====== Data rows ======

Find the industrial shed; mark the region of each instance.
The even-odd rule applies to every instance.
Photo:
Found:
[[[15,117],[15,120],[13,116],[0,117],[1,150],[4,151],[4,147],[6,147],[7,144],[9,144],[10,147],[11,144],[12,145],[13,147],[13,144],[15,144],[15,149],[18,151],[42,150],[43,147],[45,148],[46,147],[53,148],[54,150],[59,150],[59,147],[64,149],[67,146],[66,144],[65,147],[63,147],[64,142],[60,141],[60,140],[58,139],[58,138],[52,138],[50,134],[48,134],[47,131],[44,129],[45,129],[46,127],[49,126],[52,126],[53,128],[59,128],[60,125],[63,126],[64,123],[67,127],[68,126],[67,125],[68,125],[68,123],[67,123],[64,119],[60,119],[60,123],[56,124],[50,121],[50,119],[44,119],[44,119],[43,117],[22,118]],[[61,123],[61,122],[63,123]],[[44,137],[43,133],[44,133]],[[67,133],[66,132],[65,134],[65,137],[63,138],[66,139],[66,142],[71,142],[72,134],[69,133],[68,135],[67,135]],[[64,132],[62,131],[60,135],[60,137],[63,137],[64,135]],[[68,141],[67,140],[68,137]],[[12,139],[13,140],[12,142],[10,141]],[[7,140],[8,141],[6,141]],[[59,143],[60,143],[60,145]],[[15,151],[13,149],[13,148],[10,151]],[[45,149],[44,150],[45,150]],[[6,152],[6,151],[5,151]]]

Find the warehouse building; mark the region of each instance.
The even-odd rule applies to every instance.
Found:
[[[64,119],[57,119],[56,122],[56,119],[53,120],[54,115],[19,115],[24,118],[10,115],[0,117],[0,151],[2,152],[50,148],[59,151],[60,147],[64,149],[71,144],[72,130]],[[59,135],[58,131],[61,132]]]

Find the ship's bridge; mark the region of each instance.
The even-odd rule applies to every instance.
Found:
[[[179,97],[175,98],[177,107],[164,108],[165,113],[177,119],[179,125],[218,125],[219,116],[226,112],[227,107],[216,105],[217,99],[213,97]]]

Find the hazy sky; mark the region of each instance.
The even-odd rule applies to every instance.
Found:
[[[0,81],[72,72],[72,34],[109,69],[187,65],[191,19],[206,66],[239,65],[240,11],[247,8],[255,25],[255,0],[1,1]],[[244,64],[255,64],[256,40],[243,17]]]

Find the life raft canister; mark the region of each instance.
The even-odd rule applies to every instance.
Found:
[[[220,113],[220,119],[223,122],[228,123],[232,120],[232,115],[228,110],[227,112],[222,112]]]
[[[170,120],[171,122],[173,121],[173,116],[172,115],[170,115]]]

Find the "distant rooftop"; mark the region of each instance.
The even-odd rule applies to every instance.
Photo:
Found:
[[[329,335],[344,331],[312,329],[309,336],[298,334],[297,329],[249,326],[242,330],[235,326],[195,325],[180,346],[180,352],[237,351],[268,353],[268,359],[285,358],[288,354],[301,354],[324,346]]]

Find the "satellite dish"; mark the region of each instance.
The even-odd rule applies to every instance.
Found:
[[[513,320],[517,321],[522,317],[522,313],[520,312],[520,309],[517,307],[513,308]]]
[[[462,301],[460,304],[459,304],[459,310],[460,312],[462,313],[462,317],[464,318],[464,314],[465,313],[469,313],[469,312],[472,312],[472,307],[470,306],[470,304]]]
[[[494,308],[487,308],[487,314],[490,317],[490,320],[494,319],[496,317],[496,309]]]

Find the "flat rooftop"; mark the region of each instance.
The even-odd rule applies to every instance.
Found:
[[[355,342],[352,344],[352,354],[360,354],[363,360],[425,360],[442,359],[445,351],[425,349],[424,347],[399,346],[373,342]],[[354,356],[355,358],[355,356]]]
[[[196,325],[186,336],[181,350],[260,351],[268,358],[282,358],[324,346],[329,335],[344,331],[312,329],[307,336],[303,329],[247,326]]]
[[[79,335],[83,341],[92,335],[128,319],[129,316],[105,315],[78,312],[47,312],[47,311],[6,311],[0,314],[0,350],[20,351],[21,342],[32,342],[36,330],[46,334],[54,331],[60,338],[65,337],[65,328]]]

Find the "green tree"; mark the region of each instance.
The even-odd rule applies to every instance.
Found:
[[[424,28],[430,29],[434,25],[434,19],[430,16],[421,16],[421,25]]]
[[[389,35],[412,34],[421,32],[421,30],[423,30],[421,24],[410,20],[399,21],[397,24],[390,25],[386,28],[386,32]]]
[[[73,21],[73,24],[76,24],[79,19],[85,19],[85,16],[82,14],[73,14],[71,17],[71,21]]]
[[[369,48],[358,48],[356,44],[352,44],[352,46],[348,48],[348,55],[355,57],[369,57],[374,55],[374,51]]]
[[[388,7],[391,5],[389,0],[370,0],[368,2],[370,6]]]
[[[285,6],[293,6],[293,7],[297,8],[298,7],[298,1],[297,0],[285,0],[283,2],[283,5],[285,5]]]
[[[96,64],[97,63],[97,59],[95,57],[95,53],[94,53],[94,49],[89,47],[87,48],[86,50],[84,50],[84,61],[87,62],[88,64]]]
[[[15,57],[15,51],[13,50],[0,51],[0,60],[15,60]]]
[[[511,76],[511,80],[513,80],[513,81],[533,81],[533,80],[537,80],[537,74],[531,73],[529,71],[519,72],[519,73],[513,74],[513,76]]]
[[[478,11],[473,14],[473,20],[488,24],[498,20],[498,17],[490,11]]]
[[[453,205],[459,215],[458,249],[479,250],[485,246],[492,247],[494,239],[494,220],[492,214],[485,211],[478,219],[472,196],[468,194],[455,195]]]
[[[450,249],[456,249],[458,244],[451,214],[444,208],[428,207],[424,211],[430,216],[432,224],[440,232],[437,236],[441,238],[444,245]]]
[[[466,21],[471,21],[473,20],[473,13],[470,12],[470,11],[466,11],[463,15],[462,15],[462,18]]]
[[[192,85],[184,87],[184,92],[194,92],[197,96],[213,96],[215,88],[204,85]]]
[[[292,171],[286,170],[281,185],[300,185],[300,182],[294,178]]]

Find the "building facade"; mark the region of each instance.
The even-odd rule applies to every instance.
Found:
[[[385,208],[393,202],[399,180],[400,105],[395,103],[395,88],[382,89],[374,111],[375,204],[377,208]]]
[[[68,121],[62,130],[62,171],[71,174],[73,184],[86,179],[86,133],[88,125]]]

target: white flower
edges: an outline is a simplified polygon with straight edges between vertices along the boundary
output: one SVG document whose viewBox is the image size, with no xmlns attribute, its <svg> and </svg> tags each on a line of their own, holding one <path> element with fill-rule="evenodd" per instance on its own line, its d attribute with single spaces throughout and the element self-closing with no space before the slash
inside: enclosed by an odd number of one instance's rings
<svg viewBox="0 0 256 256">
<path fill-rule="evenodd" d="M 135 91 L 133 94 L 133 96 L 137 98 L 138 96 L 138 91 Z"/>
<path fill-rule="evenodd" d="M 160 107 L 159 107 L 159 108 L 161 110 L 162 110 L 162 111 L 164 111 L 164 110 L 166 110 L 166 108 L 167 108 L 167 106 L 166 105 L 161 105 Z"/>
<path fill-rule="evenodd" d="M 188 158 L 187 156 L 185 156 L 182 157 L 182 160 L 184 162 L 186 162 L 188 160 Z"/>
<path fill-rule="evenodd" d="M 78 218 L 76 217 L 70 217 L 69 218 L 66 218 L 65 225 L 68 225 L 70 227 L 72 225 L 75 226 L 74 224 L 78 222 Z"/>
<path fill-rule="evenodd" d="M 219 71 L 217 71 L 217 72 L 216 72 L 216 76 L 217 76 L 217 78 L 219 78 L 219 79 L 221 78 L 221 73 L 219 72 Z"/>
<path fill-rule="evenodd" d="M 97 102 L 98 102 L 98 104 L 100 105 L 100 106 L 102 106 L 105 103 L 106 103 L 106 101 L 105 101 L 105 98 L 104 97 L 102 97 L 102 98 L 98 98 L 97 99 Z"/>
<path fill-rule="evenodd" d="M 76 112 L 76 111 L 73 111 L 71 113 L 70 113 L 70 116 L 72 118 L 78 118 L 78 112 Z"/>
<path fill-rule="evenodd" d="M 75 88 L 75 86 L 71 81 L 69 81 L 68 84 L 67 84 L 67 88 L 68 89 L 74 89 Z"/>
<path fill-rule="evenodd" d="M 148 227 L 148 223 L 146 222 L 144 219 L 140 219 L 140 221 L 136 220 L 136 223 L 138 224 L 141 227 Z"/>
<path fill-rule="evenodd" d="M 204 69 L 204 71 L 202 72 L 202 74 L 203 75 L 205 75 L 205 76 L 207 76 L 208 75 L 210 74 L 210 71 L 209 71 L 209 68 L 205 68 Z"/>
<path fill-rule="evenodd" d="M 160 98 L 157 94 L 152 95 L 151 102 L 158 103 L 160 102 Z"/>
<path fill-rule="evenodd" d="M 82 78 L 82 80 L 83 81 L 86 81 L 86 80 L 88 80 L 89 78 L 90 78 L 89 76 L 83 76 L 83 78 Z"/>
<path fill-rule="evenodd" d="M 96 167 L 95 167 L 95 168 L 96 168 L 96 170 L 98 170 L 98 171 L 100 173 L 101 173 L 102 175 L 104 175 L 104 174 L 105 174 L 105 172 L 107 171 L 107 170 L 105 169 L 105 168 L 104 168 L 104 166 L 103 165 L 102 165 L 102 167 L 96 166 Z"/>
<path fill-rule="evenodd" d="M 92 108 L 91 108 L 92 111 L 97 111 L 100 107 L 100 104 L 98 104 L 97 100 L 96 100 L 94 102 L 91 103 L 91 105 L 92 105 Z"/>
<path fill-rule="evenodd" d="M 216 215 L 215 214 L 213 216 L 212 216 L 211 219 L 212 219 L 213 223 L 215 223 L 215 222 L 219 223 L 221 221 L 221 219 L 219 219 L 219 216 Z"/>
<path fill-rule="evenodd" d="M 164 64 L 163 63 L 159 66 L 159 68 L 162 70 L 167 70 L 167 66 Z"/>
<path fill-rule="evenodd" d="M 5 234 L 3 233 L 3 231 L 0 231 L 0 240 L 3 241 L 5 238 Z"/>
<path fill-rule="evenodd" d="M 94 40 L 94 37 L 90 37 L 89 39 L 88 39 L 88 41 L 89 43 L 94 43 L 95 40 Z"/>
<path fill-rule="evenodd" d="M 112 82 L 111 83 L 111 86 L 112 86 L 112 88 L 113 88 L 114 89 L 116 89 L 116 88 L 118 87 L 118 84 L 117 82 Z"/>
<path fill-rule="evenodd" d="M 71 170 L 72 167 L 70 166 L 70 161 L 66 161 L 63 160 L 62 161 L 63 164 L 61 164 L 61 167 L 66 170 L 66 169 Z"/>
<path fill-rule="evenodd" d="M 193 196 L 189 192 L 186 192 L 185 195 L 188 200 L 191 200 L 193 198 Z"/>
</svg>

======

• _What to do_
Format the records from the start through the line containing "[[[170,120],[171,122],[173,121],[173,116],[172,115],[170,115]]]", inclusive, as a two-column CSV with the header columns "instruction" and "response". Give one row per record, placing each field in quotation marks and replacing line breaks with spaces.

• _Problem solution_
instruction,response
"Find the industrial shed; mark the region of each instance. The even-odd rule applies to every instance. Photo: Found:","[[[15,117],[15,120],[13,116],[0,117],[1,150],[4,151],[4,147],[6,147],[7,144],[9,144],[10,147],[11,144],[12,145],[13,147],[13,144],[15,144],[15,149],[18,151],[42,150],[43,147],[45,148],[46,147],[53,148],[54,150],[59,150],[59,147],[64,149],[67,146],[66,144],[65,147],[63,147],[64,142],[60,141],[60,140],[58,139],[58,138],[52,138],[50,134],[48,134],[47,131],[44,129],[45,129],[46,127],[49,126],[52,126],[53,128],[59,128],[60,125],[63,126],[64,123],[67,127],[68,126],[67,125],[68,125],[68,123],[67,123],[64,119],[60,119],[60,123],[56,124],[50,121],[50,119],[44,119],[44,119],[43,117],[22,118]],[[61,123],[61,122],[63,123]],[[44,137],[43,133],[44,133]],[[67,133],[66,132],[65,134],[65,137],[63,138],[66,139],[66,142],[71,142],[72,134],[69,133],[68,135],[67,135]],[[64,132],[62,131],[60,135],[60,137],[63,137],[64,135]],[[68,141],[67,140],[68,137]],[[12,139],[13,140],[12,142],[10,141]],[[7,140],[8,141],[6,141]],[[59,143],[60,143],[60,145]],[[15,151],[13,149],[13,148],[10,151]],[[45,149],[44,150],[45,150]],[[6,152],[6,151],[5,151]]]"
"Find the warehouse building; mark the region of each instance. The even-odd rule applies to every instance. Found:","[[[64,119],[57,119],[56,122],[56,119],[53,120],[54,115],[19,115],[24,118],[10,115],[0,117],[0,151],[2,152],[50,148],[59,151],[60,147],[64,149],[71,144],[72,130]],[[59,135],[58,131],[61,132]]]"
"Find the ship's bridge; mark the region of each instance. The even-odd rule applies to every instance. Found:","[[[179,97],[175,98],[177,107],[164,108],[165,113],[177,119],[179,125],[218,125],[219,116],[226,112],[227,107],[216,105],[217,99],[213,97]]]"
"Find the hazy sky; mark the region of each instance. The even-odd rule applies to every instance. Found:","[[[0,81],[72,72],[72,34],[109,69],[187,65],[191,19],[206,66],[239,65],[240,11],[247,8],[255,25],[255,0],[1,1]],[[244,64],[255,64],[256,40],[243,17]]]"
"Find the life raft canister; mark the region of each instance. The even-odd rule applies to every instance. Found:","[[[220,113],[220,119],[223,122],[228,123],[232,120],[232,115],[228,110],[227,112],[222,112]]] [[[170,120],[171,122],[173,121],[173,116],[172,115],[170,115]]]"